SENSATION ALBUM 4, Les Manteez, Périsélène
2 albums sinon rien.
Cette sensation album 4 regroupe deux albums aux antipodes l’un de l’autre. D’un côté, la pop psychédélique de Les Manteez avec Magical seeds, de l’autre les expérimentations folles, textes et musiques, de Périsélène avec Chiral. Dans les deux cas, des démarches artistiques assurées et assumées, pour un maximum de plaisir.
LES MANTEEZ, Magical seeds (disponible chez May records)
Jouer la carte de l’obsession vintage, en y incorporant une dose de modernité. Tout repose sur la formule duo de Les Manteez. Voix féminine, s’exprimant en anglais (accent de très belle tenue) et français, un musicien à la guitare, basse et boîte à rythmes (majoritairement), le tout s’avère minimaliste sur la forme, mais efficace. Avec Magical seeds, leur album sorti récemment, Les Manteez nous démontre qu’il suffit parfois de pas grand-chose pour nous plonger dans un bain psychédélique enivrant, poétique à sa manière, et musicalement subjuguant.

## Matériel fourni
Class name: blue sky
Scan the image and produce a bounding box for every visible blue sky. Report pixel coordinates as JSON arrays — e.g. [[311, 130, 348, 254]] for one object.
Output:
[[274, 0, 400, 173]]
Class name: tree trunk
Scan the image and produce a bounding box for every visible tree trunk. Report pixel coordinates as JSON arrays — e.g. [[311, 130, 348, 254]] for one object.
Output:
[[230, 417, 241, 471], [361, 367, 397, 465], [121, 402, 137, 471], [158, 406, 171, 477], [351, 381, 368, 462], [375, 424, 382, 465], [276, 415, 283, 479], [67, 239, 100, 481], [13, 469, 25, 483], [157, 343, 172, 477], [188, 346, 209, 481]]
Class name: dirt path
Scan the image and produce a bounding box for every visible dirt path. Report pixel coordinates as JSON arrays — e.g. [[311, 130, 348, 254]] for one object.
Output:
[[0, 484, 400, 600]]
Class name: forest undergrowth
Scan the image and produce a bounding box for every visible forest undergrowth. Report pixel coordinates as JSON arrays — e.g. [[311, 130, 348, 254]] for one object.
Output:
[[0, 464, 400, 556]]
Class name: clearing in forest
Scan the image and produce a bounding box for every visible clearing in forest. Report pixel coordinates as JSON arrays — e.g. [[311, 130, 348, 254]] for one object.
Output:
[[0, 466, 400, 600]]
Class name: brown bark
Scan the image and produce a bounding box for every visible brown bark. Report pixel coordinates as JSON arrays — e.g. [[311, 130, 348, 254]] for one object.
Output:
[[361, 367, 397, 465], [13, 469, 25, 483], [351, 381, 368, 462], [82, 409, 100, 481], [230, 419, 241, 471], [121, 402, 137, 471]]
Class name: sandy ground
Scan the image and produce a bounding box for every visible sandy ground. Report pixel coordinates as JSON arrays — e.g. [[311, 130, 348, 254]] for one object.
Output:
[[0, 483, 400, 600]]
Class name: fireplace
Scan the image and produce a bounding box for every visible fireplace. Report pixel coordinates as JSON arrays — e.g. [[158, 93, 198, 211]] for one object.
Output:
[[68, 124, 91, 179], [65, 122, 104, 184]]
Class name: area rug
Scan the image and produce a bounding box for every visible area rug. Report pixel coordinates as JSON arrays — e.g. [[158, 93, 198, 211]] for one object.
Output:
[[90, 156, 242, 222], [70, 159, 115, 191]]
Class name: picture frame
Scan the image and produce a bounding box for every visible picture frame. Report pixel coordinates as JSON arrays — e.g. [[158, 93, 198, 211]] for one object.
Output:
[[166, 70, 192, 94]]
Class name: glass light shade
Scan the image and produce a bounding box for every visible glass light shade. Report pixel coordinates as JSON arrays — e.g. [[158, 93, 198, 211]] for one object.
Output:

## Exercices
[A] Dans la chronique, de quels instruments joue le musicien du duo Les Manteez ? Citez-les tous.
[B] Recopiez mot pour mot tout ce qui va de « Cette sensation album » jusqu'à « maximum de plaisir. » dans la chronique.

## Réponses
[A] La guitare, la basse et la boîte à rythmes.

[B]
Cette sensation album 4 regroupe deux albums aux antipodes l’un de l’autre. D’un côté, la pop psychédélique de Les Manteez avec Magical seeds, de l’autre les expérimentations folles, textes et musiques, de Périsélène avec Chiral. Dans les deux cas, des démarches artistiques assurées et assumées, pour un maximum de plaisir.